═════ Source extract ═════

With the rise of John Piper and his ministry, there has also been a resurgence of puritan writers and their teaching, of whom Jonathan Edwards holds a chief position of honor. Much of John Piper’s teaching ministry is rooted in the teaching of Jonathan Edwards. While surfing the web for information that might be of value for preachers today, I came across the following short article by a Pastor Steve Cornell. This article lays forth 10 characteristics of good preaching found in the preaching of Jonathan Edwards. Have fun with the article, and I trust that those of you who are preachers are continually growing in the ministry and craft of preaching the Word. Enjoy!

(One final challenge: Which one of these 10 attributes of good preaching is most lacking in today’s churches in your opinion? Post your thoughts.)

In his book, The Supremacy of God in Preaching (Grand Rapids: Baker, 1990), Dr. John Piper writes that God-centred expository preaching was the key to the New England revival under Jonathan Edwards (1734–1744). Piper sets forth ten characteristics of Edwards’ preaching which serve as a paradigm for today.

═════ Extracted entries ═════

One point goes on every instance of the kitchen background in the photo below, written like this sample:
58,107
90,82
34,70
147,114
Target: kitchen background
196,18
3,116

═════

== Things to do ==
[1] List every person named in the text about Jonathan Edwards' preaching.
[2] According to the text about Jonathan Edwards' preaching, what years did the New England revival under Edwards span?
[3] In the text about Jonathan Edwards' preaching, rewrite the passage that starts at the words "(One final challenge: Which" and ends after "paradigm for today.", replacing "paradigm" with "model".
Rely only on the text about Jonathan Edwards' preaching, not on the rows.

== Per-task answers ==
[1] John Piper, Jonathan Edwards, Steve Cornell

[2] 1734–1744

[3]
(One final challenge: Which one of these 10 attributes of good preaching is most lacking in today’s churches in your opinion? Post your thoughts.)

In his book, The Supremacy of God in Preaching (Grand Rapids: Baker, 1990), Dr. John Piper writes that God-centred expository preaching was the key to the New England revival under Jonathan Edwards (1734–1744). Piper sets forth ten characteristics of Edwards’ preaching which serve as a model for today.